◆ **Texto seleccionado**
----------------------------------------

R. Strauss: Muerte y transfiguración
SEMBLANZA CRÍTICA
Por edad y formación, Antonio Gracia (Bigastro, Alicante, 1946) podría compartir buena parte de los valores y la mitología sesentayochistas; sin embargo, su hipertrofia egotista lo hace renuente a asumir su condición histórica. La «inflamación del yo» que lo caracteriza no tiene que ver con la autosatisfacción complacida, sino con el desasosiego perpetuo, de espaldas a las razones sociales. Su arrebato desborda, incluso, los cauces del sujeto personal, desparramándose en versos atribuidos a otros autores que crea para darle salida. No se trata de heterónimos, lo que comportaría inventarse otro psiquismo, sino de la habilitación de nombres distintos al suyo con los que compartir el peso de su voz.
De los cascotes de la razón ilustrada, y de la imposibilidad de restaurar un universo asentado en la fe, procede su constatación de la existencia como un fracaso. Este es redimible en parte mediante su transmutación en obra de arte, que puede colonizar otras almas y alcanzar así un soplo ―si vale el oxímoron― de eternidad. De ahí que la creación sea algo más que una aventura estética: el descalabro existencial del ser para la muerte encuentra algún alivio en su actualización artística.

----------------------------------------

◆ **Material de consulta**

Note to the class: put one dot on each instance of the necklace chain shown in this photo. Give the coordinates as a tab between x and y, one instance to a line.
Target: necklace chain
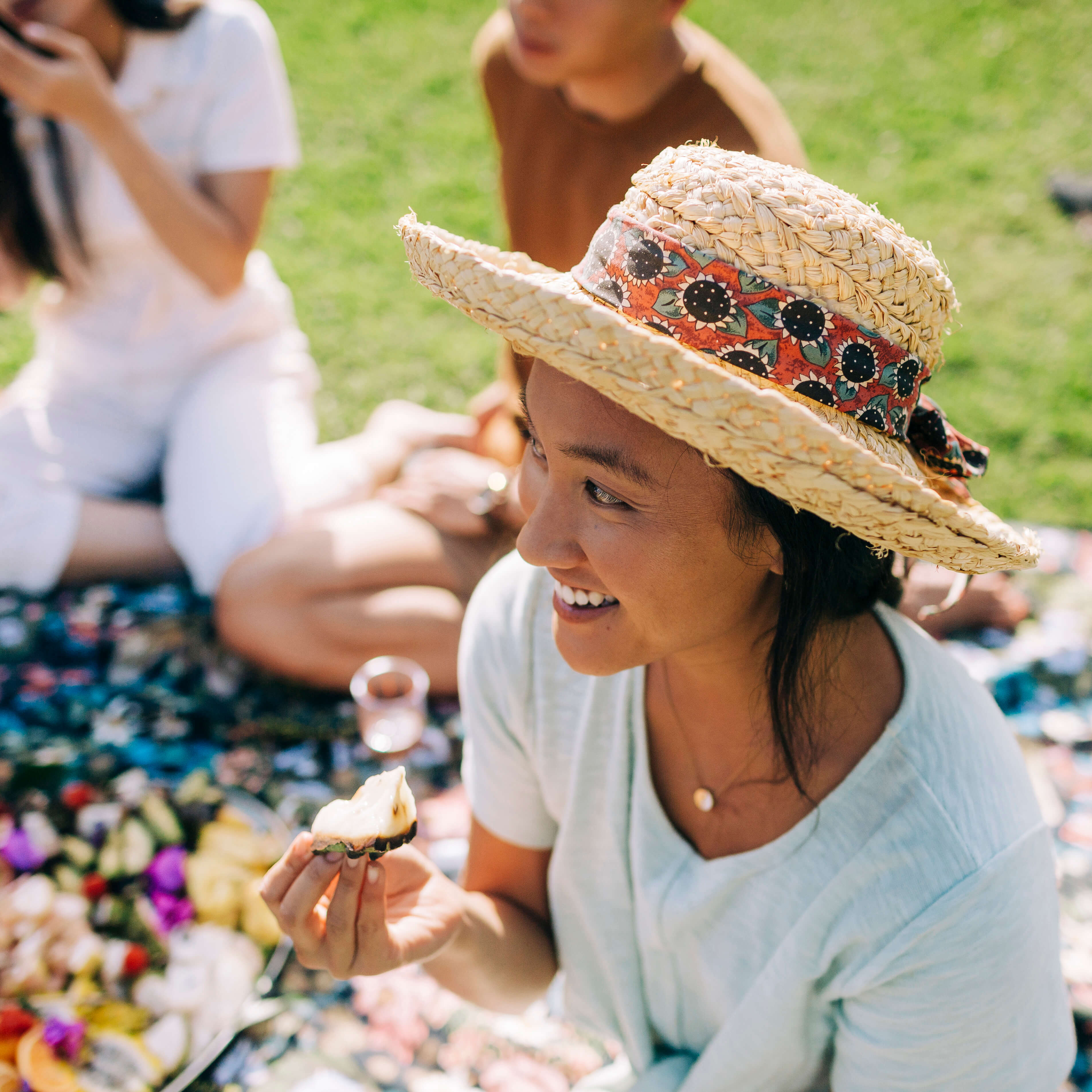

----------------------------------------

◆ **Trabajo por hacer**
**1)** Contesta estas preguntas sobre la semblanza de Antonio Gracia:
(a) ¿Dónde y en qué año nació Antonio Gracia?
(b) ¿Con qué tiene que ver la «inflamación del yo» que lo caracteriza?
(c) ¿Mediante qué es redimible en parte el fracaso de la existencia?
**2)** Anota todos los nombres propios de personas y de lugares que aparecen en la semblanza de Antonio Gracia.
**3)** Retoma la semblanza de Antonio Gracia y sigue escribiéndola desde su última frase.

◆ **Respuestas**
**1)**
(a) En Bigastro, Alicante, en 1946.
(b) Con el desasosiego perpetuo, de espaldas a las razones sociales.
(c) Mediante su transmutación en obra de arte.

**2)** R. Strauss, Antonio Gracia, Bigastro, Alicante

**3)**
La obra de Gracia responde a dos periodos psíquicos de naturaleza desigual, separados por un ancho silencio. En el primer tramo domina el patetismo, su iconoclasia es palmaria, la vocación anticlasicista notoria (salvo en el metro). En el segundo, en cambio, el verso se serena, los contenidos desbordan menos veces y con menor violencia los conductos formales, y la búsqueda siempre insatisfecha de la felicidad cede ante la aceptación de los límites. Y tanto en uno como en otro periodo la expresión rehúye las sinuosidades y ambigüedades semánticas, las ironías, los quiebros psíquicos.
Por lo demás, Antonio Gracia ha practicado impúdicamente la evisceración de su intimidad, pero al tiempo ha ido dejando señales, más por descuido que por cálculo, de confusa interpretación que hacen difícil seguir la pista de su hilo de escritura y de publicación. Abundan las composiciones que circulan de un libro a otro, los poemas que comparten el mismo título, los intertextos naturalmente integrados en la obra, o los nombres diversos en los que se distribuye la voz del autor.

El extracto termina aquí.